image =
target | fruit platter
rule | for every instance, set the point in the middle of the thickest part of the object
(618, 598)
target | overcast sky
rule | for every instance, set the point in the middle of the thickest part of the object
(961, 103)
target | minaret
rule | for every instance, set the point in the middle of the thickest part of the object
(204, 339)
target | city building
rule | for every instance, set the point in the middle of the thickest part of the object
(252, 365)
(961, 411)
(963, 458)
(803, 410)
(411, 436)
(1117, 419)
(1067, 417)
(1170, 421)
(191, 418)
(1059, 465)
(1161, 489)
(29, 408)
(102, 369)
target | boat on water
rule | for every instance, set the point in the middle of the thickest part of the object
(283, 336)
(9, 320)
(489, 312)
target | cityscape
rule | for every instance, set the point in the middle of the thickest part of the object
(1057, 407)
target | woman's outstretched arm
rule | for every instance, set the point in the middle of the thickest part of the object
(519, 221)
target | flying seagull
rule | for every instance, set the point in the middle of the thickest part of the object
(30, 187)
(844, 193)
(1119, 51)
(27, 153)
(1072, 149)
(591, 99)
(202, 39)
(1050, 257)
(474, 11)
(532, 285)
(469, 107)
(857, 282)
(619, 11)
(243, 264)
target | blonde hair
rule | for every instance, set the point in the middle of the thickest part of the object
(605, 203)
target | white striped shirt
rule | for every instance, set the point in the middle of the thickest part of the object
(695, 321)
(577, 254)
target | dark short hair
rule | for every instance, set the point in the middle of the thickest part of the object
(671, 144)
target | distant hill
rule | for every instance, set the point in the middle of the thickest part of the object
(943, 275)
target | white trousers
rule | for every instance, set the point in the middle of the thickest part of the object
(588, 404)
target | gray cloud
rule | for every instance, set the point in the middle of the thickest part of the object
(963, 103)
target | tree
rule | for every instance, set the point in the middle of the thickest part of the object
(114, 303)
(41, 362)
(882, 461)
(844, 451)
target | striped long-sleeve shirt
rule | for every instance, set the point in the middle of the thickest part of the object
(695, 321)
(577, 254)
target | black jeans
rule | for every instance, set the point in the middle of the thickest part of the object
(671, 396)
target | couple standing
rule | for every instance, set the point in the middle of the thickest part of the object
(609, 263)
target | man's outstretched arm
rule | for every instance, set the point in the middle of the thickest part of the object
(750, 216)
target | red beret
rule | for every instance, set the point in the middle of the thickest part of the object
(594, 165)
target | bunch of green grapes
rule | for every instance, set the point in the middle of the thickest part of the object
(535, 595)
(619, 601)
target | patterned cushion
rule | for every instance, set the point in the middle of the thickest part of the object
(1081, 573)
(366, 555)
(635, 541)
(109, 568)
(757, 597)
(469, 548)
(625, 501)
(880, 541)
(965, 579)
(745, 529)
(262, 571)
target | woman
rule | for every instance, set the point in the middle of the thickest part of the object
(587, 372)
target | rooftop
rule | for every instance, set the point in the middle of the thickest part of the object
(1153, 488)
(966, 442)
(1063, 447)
---
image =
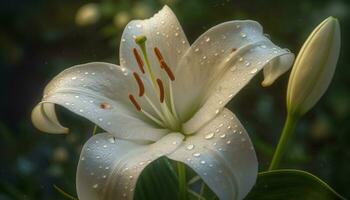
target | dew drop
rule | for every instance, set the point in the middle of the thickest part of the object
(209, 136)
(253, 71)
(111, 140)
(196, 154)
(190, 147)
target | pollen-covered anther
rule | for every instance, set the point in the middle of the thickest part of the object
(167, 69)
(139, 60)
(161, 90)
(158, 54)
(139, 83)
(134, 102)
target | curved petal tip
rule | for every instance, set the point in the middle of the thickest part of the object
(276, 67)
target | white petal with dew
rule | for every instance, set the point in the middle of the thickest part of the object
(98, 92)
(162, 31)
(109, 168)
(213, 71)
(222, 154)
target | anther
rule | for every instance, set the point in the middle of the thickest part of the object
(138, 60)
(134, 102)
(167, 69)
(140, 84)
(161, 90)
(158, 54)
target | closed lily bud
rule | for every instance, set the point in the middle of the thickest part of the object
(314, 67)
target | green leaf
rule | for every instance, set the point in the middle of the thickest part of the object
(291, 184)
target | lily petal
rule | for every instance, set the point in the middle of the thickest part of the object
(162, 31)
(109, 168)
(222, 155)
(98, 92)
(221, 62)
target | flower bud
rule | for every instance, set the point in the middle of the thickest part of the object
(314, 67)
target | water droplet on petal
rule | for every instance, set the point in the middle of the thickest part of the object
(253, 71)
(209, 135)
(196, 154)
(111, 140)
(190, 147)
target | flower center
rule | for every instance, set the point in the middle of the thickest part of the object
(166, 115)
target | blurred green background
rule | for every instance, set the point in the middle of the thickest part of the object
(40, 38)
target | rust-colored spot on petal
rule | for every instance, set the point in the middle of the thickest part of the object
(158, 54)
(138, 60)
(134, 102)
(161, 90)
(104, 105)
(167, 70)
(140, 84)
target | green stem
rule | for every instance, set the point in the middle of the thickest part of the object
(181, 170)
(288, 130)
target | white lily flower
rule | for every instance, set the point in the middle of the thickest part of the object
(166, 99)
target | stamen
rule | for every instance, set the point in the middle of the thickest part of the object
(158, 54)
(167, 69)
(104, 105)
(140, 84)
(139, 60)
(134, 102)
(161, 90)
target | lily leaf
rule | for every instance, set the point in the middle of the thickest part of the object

- **Exercise description**
Pull out every line of the entries above that contains the word "lily", and copy each one as it appears.

- **Correct result**
target | closed lily bud
target | lily petal
target | white lily flower
target | lily leaf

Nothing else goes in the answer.